▶ **What to produce**:
Find every line in the listing below that contains the string "Query", treating uppercase and lowercase letters as different, and copy each of those lines.

-- start --

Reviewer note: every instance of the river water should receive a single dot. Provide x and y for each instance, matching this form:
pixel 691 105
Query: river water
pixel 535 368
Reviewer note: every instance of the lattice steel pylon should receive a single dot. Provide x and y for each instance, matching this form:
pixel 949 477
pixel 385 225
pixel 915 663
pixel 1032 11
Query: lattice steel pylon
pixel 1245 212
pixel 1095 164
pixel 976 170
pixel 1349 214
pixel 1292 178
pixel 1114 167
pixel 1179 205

-- end --
-- start --

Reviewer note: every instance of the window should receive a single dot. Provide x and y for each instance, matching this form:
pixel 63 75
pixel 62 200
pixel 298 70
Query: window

-- end --

▶ **Solution for this problem**:
Query: river water
Query: lattice steel pylon
Query: window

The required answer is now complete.